*EXERCISE TASK*
Format the lines from the one containing "Target: owl's beak" through the one containing "x=226, y=260", both included, as a JSON list of strings with one string per line and blank lines omitted.

*DATA SHOWN*
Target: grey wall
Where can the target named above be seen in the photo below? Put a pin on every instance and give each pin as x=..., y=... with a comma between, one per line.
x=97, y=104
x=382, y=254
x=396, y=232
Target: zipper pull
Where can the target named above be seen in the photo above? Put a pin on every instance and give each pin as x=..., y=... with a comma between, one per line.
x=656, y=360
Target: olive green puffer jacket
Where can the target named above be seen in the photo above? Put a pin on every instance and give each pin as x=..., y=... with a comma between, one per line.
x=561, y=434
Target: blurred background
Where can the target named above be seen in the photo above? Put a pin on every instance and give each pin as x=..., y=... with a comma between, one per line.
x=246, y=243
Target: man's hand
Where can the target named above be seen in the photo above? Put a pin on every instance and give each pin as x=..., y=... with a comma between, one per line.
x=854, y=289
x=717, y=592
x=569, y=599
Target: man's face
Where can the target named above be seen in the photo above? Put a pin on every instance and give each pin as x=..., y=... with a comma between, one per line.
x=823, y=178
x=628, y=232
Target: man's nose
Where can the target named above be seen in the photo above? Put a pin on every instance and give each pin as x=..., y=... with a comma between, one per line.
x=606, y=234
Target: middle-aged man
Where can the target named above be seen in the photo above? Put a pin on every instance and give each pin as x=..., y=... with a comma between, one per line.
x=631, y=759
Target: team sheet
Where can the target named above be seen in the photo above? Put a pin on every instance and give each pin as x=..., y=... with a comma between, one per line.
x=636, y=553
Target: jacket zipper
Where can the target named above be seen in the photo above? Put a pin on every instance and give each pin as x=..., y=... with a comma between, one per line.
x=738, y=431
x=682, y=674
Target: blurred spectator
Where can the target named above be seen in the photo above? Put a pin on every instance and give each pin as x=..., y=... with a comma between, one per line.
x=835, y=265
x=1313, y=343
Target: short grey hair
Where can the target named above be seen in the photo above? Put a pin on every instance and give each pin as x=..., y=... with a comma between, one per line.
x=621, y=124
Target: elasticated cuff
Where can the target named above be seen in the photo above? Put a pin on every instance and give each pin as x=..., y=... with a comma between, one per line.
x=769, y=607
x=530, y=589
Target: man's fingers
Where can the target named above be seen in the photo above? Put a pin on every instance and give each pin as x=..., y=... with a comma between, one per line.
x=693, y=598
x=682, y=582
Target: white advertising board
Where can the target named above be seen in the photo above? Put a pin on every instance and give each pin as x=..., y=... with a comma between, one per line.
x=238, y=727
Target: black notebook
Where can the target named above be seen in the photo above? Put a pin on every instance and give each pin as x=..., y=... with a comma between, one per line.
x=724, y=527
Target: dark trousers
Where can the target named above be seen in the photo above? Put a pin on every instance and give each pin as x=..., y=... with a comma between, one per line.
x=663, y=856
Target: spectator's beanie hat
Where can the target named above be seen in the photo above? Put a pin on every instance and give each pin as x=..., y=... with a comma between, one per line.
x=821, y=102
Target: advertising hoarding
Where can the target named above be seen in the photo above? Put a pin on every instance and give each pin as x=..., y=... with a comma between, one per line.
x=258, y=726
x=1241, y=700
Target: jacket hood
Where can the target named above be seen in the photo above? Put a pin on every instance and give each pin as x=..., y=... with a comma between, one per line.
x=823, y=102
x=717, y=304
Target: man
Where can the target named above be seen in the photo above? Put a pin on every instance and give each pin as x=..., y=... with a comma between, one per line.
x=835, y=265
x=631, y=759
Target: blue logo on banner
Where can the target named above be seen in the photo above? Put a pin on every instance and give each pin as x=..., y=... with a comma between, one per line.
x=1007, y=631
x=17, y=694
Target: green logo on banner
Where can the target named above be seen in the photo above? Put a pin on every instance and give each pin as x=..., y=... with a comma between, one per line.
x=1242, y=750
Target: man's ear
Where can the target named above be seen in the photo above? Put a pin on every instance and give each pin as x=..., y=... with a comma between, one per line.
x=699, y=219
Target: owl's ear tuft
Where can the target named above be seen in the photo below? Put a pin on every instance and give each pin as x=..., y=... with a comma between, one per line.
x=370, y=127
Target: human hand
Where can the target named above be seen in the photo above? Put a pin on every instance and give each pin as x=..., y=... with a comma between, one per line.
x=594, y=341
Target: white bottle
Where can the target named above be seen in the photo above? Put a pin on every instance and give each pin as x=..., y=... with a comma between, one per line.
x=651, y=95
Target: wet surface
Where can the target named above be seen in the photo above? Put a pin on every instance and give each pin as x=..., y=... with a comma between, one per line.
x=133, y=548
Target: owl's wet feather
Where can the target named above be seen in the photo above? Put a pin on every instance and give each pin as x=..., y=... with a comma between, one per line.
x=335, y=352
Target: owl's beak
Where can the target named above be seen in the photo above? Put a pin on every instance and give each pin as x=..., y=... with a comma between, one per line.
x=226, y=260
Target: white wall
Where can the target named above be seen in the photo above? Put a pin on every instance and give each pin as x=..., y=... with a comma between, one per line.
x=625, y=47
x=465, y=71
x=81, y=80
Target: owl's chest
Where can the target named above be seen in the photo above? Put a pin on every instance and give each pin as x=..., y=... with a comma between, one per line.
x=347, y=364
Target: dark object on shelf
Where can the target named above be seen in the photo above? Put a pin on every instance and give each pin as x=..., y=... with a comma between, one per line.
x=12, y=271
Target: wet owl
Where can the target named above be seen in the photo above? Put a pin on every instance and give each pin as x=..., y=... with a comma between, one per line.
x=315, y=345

*SOLVED EXERCISE*
[
  "Target: owl's beak",
  "Where can the target named above be seen in the photo above? Put a pin on every instance and give each pin as x=..., y=... with a comma between, one per line.",
  "x=226, y=260"
]